## Passage given
——
Such systems can reduce government waste and public expense with regard to some cybersecurity topics across a number of organizations such as the CIA, DHS, DOD, FBI, NSA and USNORTHCOM.  Additionally, some existing computer networks, such as military computer networks, are considered to be more secure than some existing civilian computer networks and, amidst that, the government claims that the public should pay taxes for government personnel or government systems to surveil the civilian networks and to surveil the American people.

Americans have expressed concerns about an American news climate over the past decade or more.  Americans have expressed concerns about a certain fearmongering concurrent to the introduction of, popularity of, or ubiquity of the Internet and the Web.  Americans have expressed concerns about a news climate with regard to cybercrime, cyberwarfare, and cybersecurity topics.  Americans have expressed concerns about a news climate with regard to various amorphous domestic and foreign cyberdangers, for example Chinese hackers.  The matter, overall, calls into question whether any government organizations may have participated, either directly or indirectly, in activities somehow contrary to ensuring the domestic tranquility.
——
## Data excerpts

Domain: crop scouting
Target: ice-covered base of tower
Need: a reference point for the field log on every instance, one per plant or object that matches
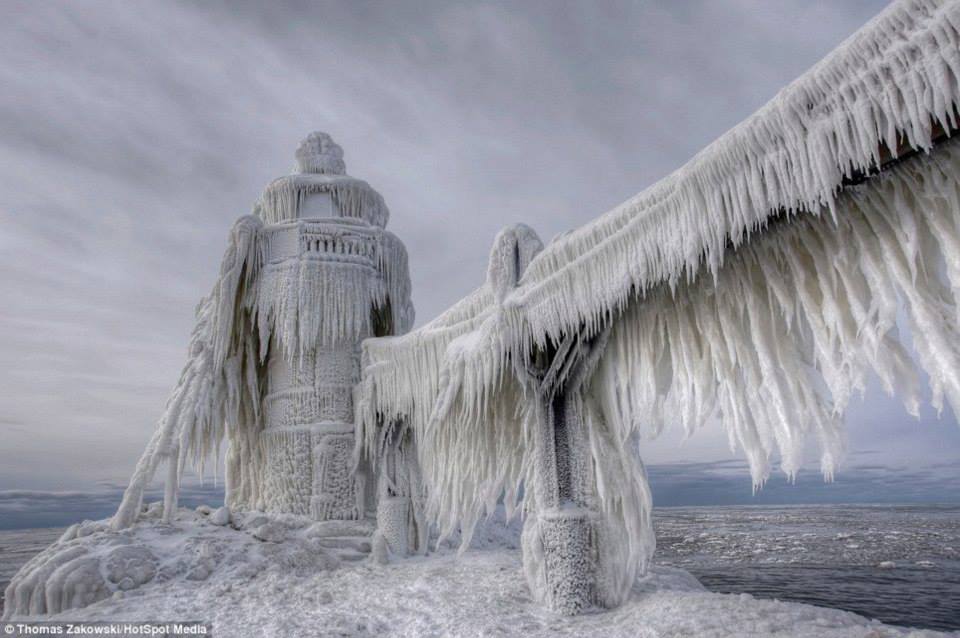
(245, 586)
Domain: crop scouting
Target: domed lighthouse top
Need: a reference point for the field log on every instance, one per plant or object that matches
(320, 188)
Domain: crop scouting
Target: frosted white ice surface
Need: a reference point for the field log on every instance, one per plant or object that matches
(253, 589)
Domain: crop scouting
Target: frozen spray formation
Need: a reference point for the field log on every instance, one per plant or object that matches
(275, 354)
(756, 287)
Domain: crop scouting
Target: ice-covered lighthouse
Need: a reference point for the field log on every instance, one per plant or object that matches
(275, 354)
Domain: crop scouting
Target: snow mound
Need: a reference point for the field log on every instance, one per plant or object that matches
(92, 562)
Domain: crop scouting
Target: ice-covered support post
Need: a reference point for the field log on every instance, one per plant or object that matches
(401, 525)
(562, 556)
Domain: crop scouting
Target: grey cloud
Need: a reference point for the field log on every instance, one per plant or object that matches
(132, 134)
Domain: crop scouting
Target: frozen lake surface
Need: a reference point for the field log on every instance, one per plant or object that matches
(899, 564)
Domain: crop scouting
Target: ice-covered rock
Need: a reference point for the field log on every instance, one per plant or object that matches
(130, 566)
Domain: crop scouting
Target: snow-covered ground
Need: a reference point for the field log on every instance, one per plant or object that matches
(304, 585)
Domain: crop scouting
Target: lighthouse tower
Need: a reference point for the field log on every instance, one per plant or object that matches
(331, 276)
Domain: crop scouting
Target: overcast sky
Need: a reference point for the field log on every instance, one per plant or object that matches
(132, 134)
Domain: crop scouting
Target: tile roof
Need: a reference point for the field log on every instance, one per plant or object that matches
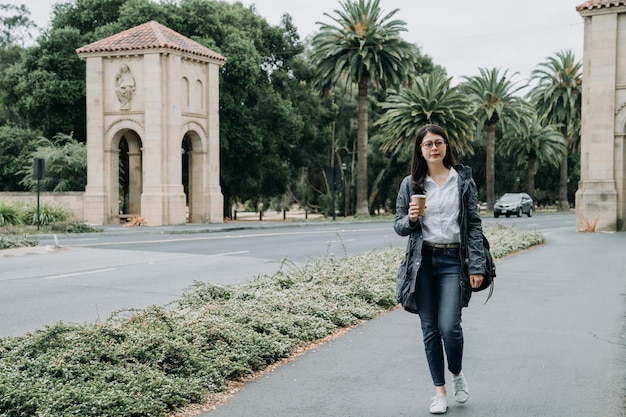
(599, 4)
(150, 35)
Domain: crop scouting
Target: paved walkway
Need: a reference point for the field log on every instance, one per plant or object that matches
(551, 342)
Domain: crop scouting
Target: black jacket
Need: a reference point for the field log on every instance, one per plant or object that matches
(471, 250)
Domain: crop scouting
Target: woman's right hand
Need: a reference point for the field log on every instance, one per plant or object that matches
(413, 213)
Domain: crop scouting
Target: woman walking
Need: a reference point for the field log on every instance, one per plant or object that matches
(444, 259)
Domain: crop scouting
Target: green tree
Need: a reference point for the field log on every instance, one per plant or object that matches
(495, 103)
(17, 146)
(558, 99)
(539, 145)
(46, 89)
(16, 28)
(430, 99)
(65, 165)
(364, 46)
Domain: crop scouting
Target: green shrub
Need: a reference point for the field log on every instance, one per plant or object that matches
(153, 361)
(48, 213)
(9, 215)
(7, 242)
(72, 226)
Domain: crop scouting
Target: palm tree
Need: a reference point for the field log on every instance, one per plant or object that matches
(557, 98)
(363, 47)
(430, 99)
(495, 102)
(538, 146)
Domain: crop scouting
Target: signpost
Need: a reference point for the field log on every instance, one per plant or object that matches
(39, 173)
——
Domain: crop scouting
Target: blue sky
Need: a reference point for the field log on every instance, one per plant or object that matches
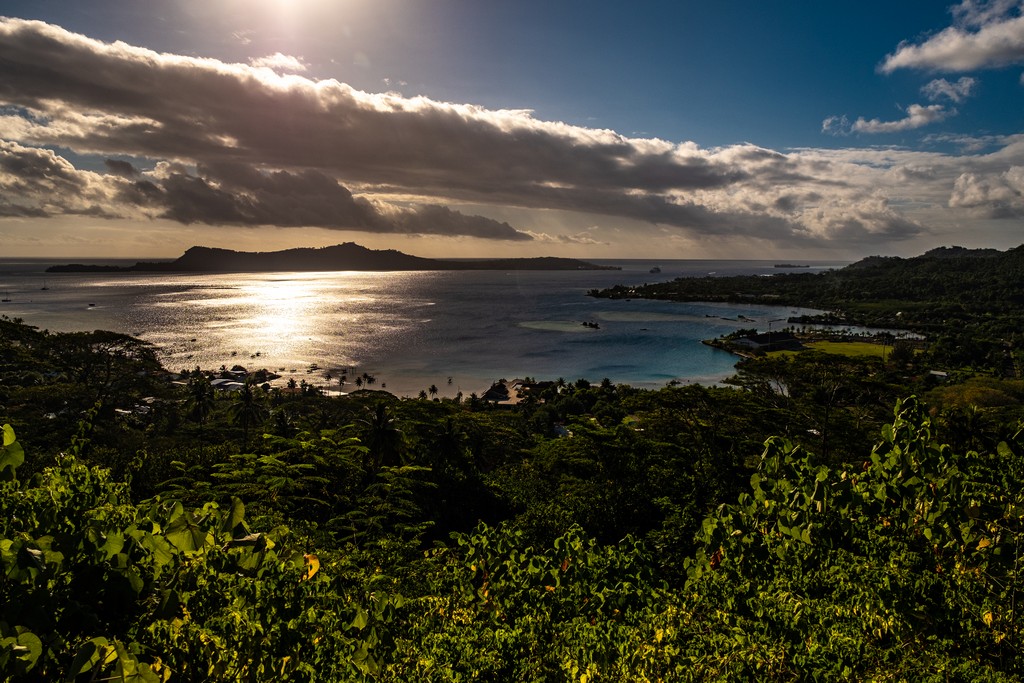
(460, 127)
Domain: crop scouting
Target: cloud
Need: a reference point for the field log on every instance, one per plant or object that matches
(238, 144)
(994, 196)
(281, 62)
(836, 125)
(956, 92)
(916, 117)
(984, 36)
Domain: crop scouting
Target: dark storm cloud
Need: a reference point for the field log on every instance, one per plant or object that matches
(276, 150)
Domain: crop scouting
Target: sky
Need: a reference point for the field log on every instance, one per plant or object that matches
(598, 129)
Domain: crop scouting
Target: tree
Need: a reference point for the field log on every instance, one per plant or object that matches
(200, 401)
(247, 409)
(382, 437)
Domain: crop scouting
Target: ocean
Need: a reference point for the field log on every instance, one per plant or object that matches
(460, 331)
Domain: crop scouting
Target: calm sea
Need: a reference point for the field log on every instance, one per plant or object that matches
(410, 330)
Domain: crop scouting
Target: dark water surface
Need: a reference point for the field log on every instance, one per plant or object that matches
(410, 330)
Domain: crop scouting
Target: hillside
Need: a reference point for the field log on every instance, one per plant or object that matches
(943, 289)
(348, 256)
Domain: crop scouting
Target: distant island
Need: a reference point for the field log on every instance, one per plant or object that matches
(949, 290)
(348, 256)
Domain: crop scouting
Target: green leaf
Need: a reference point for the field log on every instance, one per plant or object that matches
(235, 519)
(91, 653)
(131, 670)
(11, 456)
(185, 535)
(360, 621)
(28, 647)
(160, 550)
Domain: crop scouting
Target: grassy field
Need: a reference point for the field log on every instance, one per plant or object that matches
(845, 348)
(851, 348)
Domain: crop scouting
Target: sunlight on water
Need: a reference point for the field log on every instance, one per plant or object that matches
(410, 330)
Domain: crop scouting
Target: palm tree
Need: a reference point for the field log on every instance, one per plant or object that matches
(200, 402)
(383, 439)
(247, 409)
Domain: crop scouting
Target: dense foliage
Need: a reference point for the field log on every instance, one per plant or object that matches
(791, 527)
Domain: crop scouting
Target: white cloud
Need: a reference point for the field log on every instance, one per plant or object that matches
——
## Set of tasks
A - Return every line of the records that contains the word "white", matching case exactly.
B - Pick up the passage on cybersecurity and the American news climate after its last sentence and continue it.

## Responses for each task
A -
Target: frosted white ice surface
Target: white cloud

B -
Additionally, the Shirky Principle states that some institutions might try to preserve the problem to which they are the solution.  There could be, then, when faced with bold and new approaches to solving problems, a certain apprehension or reluctance to change, a reluctance to budgetary changes or to the repurposing of personnel.  As a large percentage of Americans work for the government, in the public sector, and as an unknown portion of computer scientists have worked on or work on cybersecurity topics, job creation topics can be discussed concurrently to bold and new approaches to solving problems and to addressing Americans policy concerns.  With too many remnant policy items from a previous administration, with a fiscal cliff approaching, the United States of America needs new solutions, new plans, to repurpose personnel, to create jobs, to stimulate the economy, and to affirm the primacy of Constitutional philosophy and Constitutional law.

Job creation topics include the construction of new scientific laboratories across the United States. When Americans tend to think of science laboratories, they tend to think of physics laboratories. Beyond physics laboratories, however, beyond the productive overlap of the DOE and computer science, there are many other possible types of science laboratories and computer science can advantage each (http://en.wikipedia.org/wiki/Branches_of_science, http://en.wikipedia.org/wiki/Outline_of_science). Many branches of science can be prefixed with the adjective computational, for example, when considering research topics possible at new multidisciplinary FFRDC's. FFRDC's are presently densely located in California and Virginia and it occurs that many more states across the nation could be enhanced by new FFRDC's for multidisciplinary scientific research and development.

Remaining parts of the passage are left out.